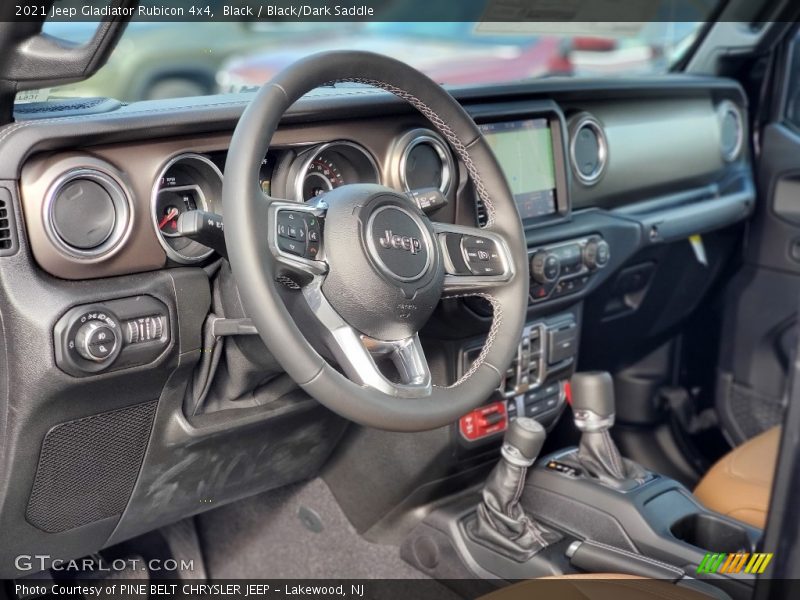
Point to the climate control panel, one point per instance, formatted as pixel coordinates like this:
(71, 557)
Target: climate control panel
(566, 268)
(111, 335)
(534, 385)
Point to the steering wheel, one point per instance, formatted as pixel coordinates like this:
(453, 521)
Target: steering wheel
(367, 265)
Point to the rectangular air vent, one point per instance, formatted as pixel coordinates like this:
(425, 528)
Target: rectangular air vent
(8, 238)
(480, 212)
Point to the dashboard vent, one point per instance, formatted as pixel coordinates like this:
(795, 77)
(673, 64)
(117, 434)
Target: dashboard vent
(8, 242)
(731, 125)
(480, 212)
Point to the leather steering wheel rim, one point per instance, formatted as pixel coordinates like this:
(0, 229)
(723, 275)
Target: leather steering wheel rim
(248, 219)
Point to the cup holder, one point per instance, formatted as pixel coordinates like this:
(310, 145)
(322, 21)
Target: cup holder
(712, 533)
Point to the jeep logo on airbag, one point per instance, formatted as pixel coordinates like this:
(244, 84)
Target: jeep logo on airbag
(401, 242)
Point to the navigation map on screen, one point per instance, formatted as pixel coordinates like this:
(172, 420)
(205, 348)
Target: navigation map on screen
(524, 150)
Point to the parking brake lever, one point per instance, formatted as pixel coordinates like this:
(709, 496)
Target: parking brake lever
(204, 228)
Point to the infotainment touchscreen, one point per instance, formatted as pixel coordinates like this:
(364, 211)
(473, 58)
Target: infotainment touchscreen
(524, 150)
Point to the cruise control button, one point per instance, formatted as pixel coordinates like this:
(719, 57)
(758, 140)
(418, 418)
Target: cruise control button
(312, 250)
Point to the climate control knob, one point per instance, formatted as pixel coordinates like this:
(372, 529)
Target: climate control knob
(545, 267)
(596, 254)
(96, 341)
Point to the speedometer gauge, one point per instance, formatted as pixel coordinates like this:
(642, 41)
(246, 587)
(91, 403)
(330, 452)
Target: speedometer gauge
(322, 176)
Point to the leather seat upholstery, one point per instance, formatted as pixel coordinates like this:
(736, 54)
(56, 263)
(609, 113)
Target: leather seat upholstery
(740, 483)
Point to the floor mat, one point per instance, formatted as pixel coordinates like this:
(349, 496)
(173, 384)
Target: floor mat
(297, 533)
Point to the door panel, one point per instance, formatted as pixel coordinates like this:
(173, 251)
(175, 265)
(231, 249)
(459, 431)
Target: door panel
(760, 311)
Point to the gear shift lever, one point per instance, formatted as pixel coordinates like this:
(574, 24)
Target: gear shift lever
(593, 412)
(501, 521)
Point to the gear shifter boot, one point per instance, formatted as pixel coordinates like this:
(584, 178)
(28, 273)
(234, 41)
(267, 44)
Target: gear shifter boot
(599, 457)
(593, 409)
(501, 521)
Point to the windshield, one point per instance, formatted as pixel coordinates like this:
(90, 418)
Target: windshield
(156, 60)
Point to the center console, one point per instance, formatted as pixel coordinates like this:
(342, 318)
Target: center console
(581, 510)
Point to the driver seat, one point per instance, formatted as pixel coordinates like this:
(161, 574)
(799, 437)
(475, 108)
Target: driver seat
(740, 483)
(601, 586)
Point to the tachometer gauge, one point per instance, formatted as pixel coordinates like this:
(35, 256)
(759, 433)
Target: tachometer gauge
(319, 169)
(322, 176)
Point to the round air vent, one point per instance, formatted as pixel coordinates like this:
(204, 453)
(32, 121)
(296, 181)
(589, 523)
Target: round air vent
(588, 148)
(424, 161)
(731, 130)
(86, 213)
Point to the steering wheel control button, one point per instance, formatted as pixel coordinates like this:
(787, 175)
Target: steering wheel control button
(482, 256)
(428, 200)
(596, 254)
(96, 341)
(398, 243)
(298, 233)
(291, 246)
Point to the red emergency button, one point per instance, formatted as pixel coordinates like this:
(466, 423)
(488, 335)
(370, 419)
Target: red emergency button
(484, 421)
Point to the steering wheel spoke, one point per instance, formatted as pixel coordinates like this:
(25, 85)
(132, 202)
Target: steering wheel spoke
(295, 238)
(475, 260)
(361, 357)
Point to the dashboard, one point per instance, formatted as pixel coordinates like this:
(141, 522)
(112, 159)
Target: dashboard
(557, 158)
(610, 179)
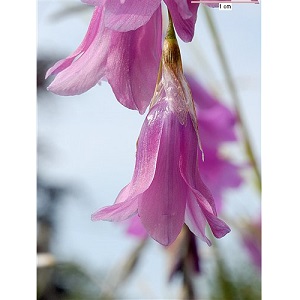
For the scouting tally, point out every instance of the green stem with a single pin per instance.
(234, 94)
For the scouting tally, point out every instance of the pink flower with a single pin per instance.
(217, 126)
(129, 61)
(125, 15)
(166, 190)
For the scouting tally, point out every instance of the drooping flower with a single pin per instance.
(166, 190)
(129, 15)
(129, 61)
(216, 124)
(123, 46)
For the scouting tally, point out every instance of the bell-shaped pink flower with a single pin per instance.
(129, 61)
(166, 190)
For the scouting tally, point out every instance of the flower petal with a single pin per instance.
(146, 155)
(218, 227)
(88, 39)
(87, 69)
(117, 212)
(189, 167)
(162, 205)
(129, 14)
(184, 17)
(133, 63)
(195, 219)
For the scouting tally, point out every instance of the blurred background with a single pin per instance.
(86, 155)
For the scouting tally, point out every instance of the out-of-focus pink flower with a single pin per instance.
(217, 126)
(129, 61)
(166, 190)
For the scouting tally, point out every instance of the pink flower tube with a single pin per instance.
(166, 190)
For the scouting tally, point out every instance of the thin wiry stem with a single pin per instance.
(234, 94)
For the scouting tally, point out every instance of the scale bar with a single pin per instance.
(224, 1)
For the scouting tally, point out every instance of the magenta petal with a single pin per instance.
(136, 228)
(195, 219)
(189, 167)
(184, 26)
(117, 212)
(129, 14)
(133, 63)
(162, 205)
(88, 39)
(86, 70)
(146, 155)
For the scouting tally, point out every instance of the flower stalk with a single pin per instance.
(233, 90)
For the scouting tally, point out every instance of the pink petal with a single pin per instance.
(129, 14)
(218, 227)
(184, 25)
(86, 70)
(189, 166)
(162, 205)
(88, 39)
(146, 156)
(133, 63)
(117, 212)
(195, 219)
(136, 228)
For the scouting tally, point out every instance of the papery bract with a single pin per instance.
(127, 60)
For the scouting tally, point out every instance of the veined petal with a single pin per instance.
(133, 63)
(86, 70)
(128, 15)
(162, 205)
(189, 167)
(146, 155)
(218, 227)
(88, 39)
(195, 219)
(117, 212)
(184, 25)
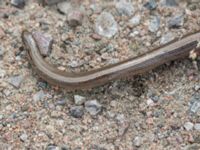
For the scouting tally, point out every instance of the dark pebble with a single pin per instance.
(77, 111)
(151, 5)
(18, 3)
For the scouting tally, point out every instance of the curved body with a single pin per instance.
(84, 80)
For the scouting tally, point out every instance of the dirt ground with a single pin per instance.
(157, 110)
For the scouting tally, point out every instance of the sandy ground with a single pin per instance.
(157, 110)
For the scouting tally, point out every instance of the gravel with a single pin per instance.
(156, 110)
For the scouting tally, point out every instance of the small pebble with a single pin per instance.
(23, 137)
(96, 36)
(16, 80)
(105, 25)
(167, 38)
(79, 100)
(176, 21)
(151, 4)
(61, 101)
(154, 23)
(75, 18)
(39, 96)
(197, 87)
(2, 33)
(169, 3)
(125, 8)
(77, 111)
(18, 3)
(2, 73)
(64, 7)
(188, 126)
(93, 107)
(44, 43)
(52, 147)
(1, 51)
(195, 106)
(135, 21)
(137, 141)
(197, 126)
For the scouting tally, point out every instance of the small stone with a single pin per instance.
(77, 111)
(125, 8)
(1, 51)
(93, 107)
(44, 43)
(96, 36)
(151, 5)
(135, 21)
(195, 107)
(169, 3)
(64, 7)
(61, 101)
(23, 137)
(96, 8)
(1, 116)
(106, 25)
(16, 80)
(75, 18)
(167, 38)
(120, 118)
(197, 126)
(176, 21)
(2, 73)
(75, 64)
(79, 100)
(18, 3)
(197, 87)
(52, 147)
(154, 23)
(137, 141)
(39, 96)
(150, 102)
(2, 33)
(188, 126)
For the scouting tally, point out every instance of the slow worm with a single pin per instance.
(137, 65)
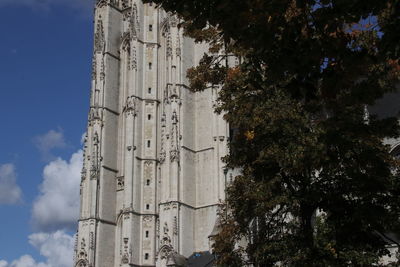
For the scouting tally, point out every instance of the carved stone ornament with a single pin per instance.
(163, 155)
(165, 243)
(173, 21)
(125, 41)
(82, 254)
(125, 256)
(120, 183)
(91, 240)
(133, 57)
(134, 22)
(82, 263)
(174, 155)
(101, 3)
(130, 106)
(99, 39)
(125, 4)
(95, 167)
(94, 115)
(94, 67)
(147, 219)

Work order: In the data above, find the line containing "For the scouting tally, point out every instance of the carved", then copy it and every later line exactly.

Solution for this exercise:
For the scouting tally, point out every instance of the carved stone ornament with a single pin per instance.
(163, 155)
(165, 243)
(173, 21)
(125, 41)
(82, 254)
(125, 256)
(120, 183)
(91, 240)
(133, 57)
(134, 22)
(82, 263)
(174, 155)
(101, 3)
(130, 106)
(99, 39)
(125, 4)
(95, 167)
(94, 115)
(94, 67)
(147, 219)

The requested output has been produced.